HOW TO COMPLETE THIS TASK: Take from the material every line containing the string "walkway" and copy it.

EXTRACTED INFORMATION:

[Start of Attachment]

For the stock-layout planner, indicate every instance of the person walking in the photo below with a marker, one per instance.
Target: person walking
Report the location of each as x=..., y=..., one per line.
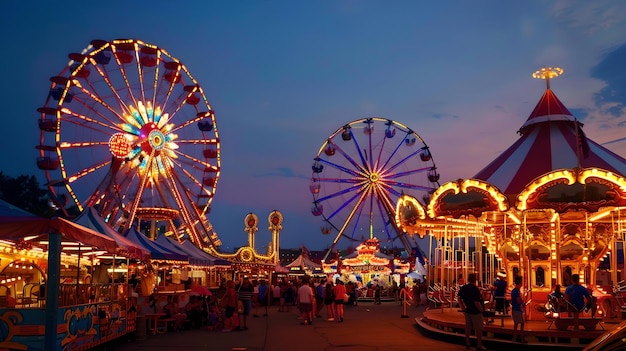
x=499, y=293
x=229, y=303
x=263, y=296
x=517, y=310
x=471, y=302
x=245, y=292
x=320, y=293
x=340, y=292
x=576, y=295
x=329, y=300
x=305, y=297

[End of Attachment]
[Start of Attachment]

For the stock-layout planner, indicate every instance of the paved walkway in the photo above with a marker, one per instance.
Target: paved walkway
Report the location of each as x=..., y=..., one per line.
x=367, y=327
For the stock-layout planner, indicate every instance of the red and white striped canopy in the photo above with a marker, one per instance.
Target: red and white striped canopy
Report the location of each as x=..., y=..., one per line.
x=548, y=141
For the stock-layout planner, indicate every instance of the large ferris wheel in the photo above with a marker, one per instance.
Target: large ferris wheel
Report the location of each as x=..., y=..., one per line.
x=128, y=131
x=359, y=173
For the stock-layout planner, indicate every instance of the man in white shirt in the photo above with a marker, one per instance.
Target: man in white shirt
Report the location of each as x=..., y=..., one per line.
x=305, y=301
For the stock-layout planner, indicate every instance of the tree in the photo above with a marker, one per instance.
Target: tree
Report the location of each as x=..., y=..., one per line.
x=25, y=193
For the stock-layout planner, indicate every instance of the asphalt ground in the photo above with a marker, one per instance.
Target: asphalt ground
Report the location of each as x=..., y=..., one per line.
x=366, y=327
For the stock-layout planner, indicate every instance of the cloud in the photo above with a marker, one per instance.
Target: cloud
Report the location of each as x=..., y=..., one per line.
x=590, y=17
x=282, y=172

[End of Attachment]

ANSWER BELOW:
For the stock-layout planner, indicate every instance of the paved walkway in the photo above with a marker, one per instance.
Target: paved walkway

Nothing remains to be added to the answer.